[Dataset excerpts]
-------------------------

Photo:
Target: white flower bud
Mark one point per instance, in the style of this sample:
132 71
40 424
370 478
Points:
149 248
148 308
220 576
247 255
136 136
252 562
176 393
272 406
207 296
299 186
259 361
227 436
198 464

-------------------------

• Task prompt:
In the entries, the line containing "Target: white flower bud" and every line after it through the last are to be duplicated exactly, and no other line is to be included.

• Completed task:
Target: white flower bud
Mark one point per instance, in the style of this sample:
132 71
40 424
370 478
Points:
149 248
148 308
220 576
247 255
136 136
252 562
176 393
272 406
207 296
299 186
259 361
227 436
198 464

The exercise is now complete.